_GIVEN REQUEST 1_. In the discussion of the Amber game, render the sentence "I don't think I was clear with point 3." in Spanish.
_GIVEN REQUEST 2_. Extend the discussion of the Amber game past its last sentence with one short paragraph in the same voice.

_PASSAGE GIVEN_.
>> start

Three much less so because I go off book pretty quickly. I don't negate cannon so much as expand on it.

Four and Five I wouldn't allow in any game much less Amber. Rules abuse is a player issue not game. So I deal with it as such.

I'm hoping that was mostly tongue in cheek :)

The Artifacts and Sorcery is the primary reason Amber could use a second edition. I know everyone does their own thing with it now and while my house rules are easily recognizable as Amber it is slightly different.

jibbajibba

Quote from: Artifacts of Amber;827102JIbba

one and two may be true for my games.

Three much less so because I go off book pretty quickly. I don't negate cannon so much as expand on it.

Four and Five I wouldn't allow in any game much less Amber. Rules abuse is a player issue not game. So I deal with it as such.

I'm hoping that was mostly tongue in cheek :)

The Artifacts and Sorcery is the primary reason Amber could use a second edition. I know everyone does their own thing with it now and while my house rules are easily recognizable as Amber it is slightly different.

I don't think I was clear with point 3. I don't mean echoes in terms of plot or background I mean echoes in terms of texture and character.

>> end

_DATA ENTRIES_.
>> start

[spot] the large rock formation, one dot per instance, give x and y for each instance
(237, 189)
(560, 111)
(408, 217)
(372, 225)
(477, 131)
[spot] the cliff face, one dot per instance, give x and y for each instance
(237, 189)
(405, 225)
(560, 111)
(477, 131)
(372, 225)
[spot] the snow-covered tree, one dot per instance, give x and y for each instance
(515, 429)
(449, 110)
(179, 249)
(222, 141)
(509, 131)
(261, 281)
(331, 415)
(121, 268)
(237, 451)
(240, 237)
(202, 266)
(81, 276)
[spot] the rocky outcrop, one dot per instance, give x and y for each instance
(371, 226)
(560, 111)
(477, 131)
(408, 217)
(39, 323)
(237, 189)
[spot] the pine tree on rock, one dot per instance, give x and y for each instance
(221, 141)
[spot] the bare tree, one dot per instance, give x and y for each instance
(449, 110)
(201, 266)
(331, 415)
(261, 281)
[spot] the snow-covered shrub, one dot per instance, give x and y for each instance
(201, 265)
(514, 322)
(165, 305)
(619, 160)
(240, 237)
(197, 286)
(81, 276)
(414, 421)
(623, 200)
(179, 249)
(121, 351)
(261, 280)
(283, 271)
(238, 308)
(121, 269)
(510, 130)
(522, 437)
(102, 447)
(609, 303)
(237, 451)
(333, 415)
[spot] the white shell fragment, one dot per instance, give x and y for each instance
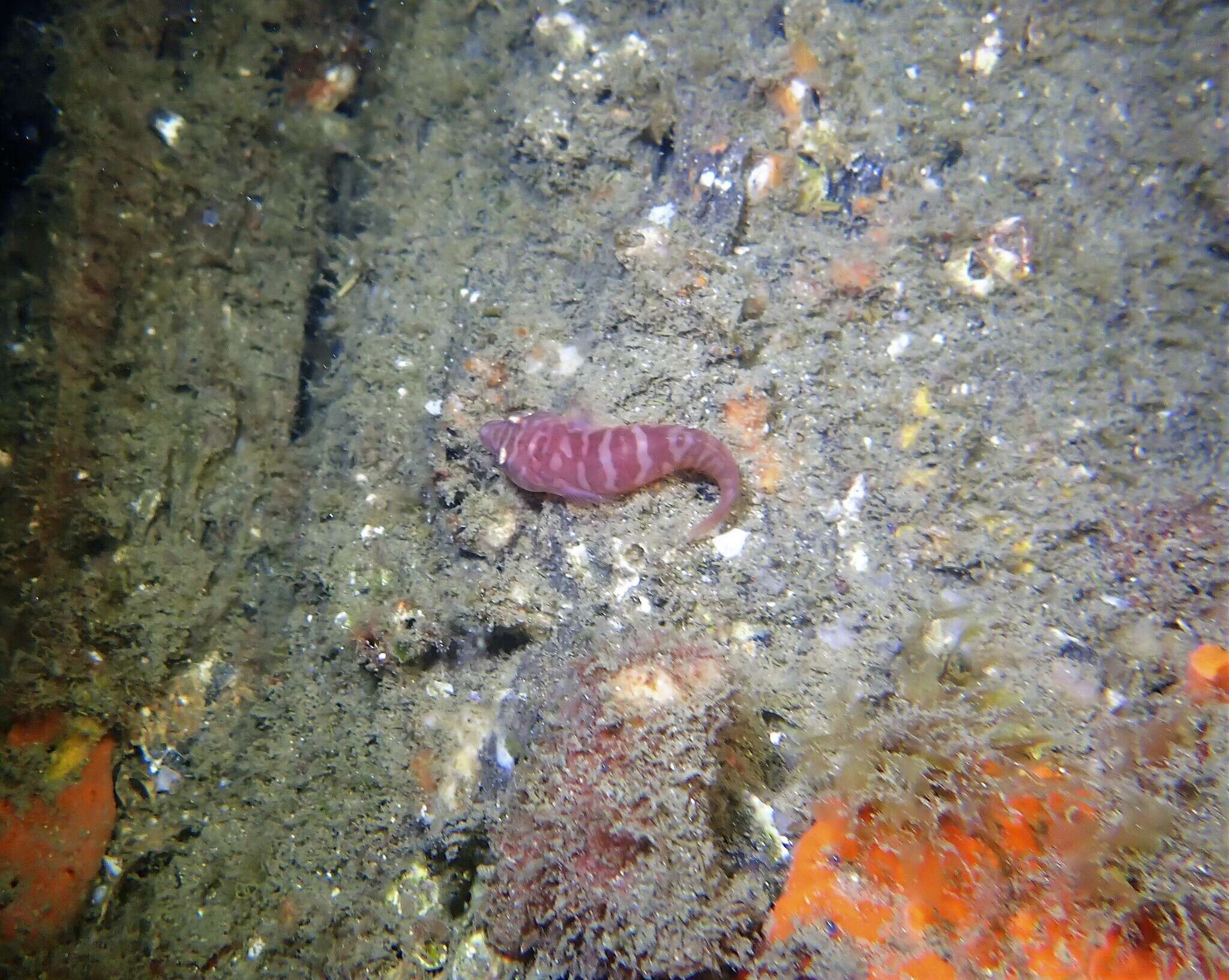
(167, 124)
(730, 544)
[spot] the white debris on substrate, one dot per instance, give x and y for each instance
(846, 514)
(626, 576)
(730, 544)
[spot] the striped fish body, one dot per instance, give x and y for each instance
(587, 464)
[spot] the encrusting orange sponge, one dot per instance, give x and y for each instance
(958, 900)
(1207, 673)
(53, 840)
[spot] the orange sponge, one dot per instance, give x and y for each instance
(53, 835)
(1207, 673)
(948, 899)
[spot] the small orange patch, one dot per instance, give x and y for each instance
(494, 373)
(1207, 673)
(784, 100)
(853, 275)
(49, 851)
(749, 417)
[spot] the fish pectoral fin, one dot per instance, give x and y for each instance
(577, 496)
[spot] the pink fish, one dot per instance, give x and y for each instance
(589, 464)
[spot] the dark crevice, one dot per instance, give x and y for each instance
(321, 348)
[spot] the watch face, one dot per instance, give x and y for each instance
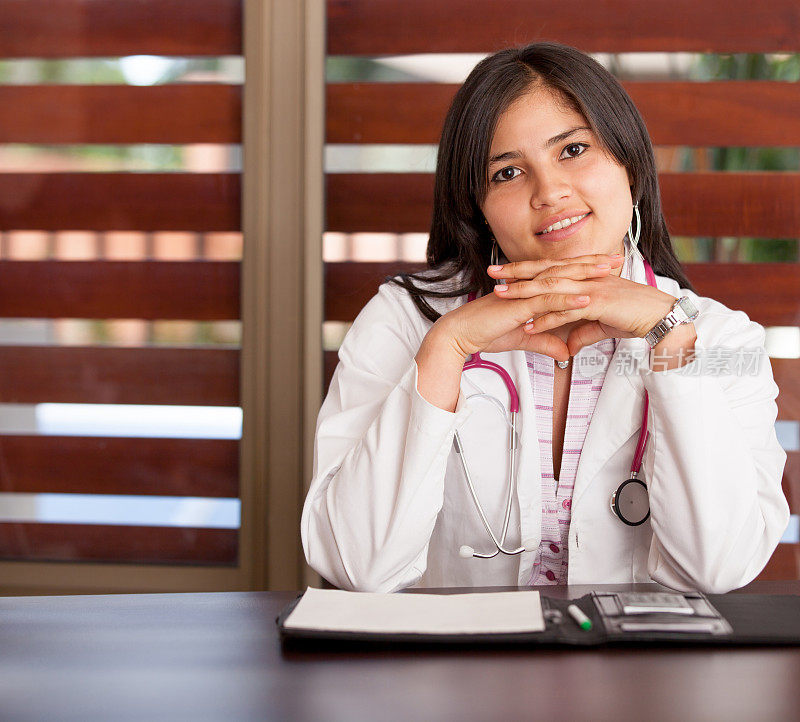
(686, 305)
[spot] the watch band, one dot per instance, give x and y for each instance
(682, 311)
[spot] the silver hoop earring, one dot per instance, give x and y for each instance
(635, 239)
(494, 255)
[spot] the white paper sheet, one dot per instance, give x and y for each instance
(477, 613)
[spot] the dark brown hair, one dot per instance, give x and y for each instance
(460, 242)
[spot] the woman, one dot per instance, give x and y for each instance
(545, 162)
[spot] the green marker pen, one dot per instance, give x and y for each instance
(580, 618)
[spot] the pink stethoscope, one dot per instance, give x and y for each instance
(629, 502)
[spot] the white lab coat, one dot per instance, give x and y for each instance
(389, 507)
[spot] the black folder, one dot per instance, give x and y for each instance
(722, 619)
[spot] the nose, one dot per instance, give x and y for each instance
(550, 188)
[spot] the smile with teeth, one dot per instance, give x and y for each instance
(558, 225)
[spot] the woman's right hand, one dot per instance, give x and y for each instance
(493, 324)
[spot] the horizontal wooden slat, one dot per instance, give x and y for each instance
(88, 28)
(186, 113)
(120, 201)
(784, 564)
(34, 374)
(191, 290)
(106, 543)
(348, 286)
(370, 27)
(157, 467)
(715, 114)
(767, 292)
(696, 204)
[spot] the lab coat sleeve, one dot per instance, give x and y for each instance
(380, 455)
(713, 461)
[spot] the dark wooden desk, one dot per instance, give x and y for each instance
(217, 657)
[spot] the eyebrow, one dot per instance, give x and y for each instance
(512, 154)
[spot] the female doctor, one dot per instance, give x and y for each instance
(644, 444)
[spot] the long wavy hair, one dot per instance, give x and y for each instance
(460, 241)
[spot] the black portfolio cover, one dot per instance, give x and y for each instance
(748, 619)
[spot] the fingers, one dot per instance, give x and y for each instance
(554, 319)
(561, 278)
(530, 269)
(530, 311)
(546, 344)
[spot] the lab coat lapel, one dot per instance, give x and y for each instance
(617, 415)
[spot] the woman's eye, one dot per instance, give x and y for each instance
(505, 174)
(573, 150)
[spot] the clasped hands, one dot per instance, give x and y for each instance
(581, 294)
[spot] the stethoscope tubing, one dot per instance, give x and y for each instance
(476, 361)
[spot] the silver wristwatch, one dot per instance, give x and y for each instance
(682, 311)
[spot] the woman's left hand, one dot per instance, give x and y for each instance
(618, 307)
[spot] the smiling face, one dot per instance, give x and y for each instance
(546, 166)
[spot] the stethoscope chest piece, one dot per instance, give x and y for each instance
(630, 502)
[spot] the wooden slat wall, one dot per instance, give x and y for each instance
(112, 28)
(695, 204)
(396, 27)
(693, 114)
(107, 543)
(158, 467)
(190, 290)
(754, 113)
(120, 201)
(98, 375)
(121, 113)
(196, 291)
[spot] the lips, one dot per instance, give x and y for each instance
(565, 232)
(560, 218)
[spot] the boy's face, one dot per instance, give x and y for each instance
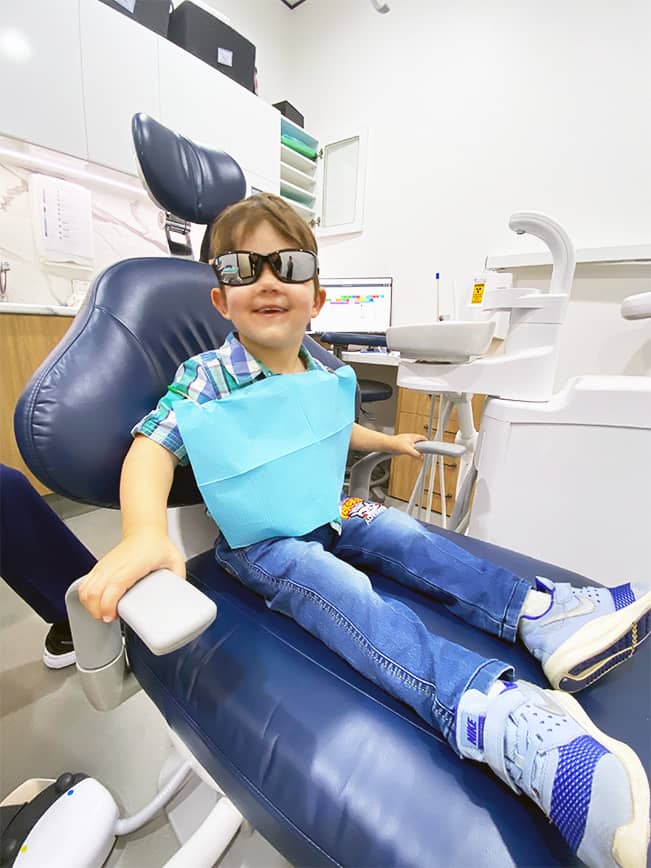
(268, 314)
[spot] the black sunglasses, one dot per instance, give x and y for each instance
(242, 267)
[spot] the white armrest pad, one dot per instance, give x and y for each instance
(438, 447)
(166, 612)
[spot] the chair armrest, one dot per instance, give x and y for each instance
(165, 611)
(360, 472)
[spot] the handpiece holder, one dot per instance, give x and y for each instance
(526, 369)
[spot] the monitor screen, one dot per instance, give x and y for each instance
(355, 304)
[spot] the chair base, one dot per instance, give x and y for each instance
(194, 808)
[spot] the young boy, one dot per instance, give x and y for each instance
(540, 742)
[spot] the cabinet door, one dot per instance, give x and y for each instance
(342, 183)
(40, 74)
(203, 104)
(120, 74)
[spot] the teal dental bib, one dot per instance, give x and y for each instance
(269, 459)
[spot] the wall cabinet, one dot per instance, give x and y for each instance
(412, 417)
(203, 104)
(76, 71)
(325, 184)
(120, 74)
(40, 72)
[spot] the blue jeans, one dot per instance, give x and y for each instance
(314, 579)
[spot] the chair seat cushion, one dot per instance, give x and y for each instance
(332, 770)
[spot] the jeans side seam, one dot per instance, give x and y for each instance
(497, 621)
(390, 666)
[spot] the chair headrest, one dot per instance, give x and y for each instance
(192, 181)
(141, 319)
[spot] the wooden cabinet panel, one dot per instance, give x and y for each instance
(413, 417)
(25, 340)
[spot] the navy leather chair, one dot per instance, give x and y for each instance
(329, 768)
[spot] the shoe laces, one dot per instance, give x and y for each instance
(533, 733)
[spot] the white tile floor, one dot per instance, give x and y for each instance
(47, 726)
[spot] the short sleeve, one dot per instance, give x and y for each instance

>> end

_WRITTEN RESPONSE 1_. No creo que me haya expresado con claridad en el punto 3.

_WRITTEN RESPONSE 2_.
So if I create a character called Serge who background is that he has taken a deep cover role fro Oberon in shadow tracking down agents of Chaos. If I make him cynical and wary, knowing that Oberon is obviously manipulating him but playing along because the opposite of being a pawn of Oberon is to be an enemy of Oberon. If his interests are classical art particularly sculpture and his perfered fighting style is a mix of Savate and his weapon of choice is a quarterstaff. I am make that character feel so like a book character you as Gm will peer far less closely at my actions :) If on occasion I explain that sequence and order are all important in this matter, or note in passing to my opponents that I am not playing fair because this is not the Olympics... well...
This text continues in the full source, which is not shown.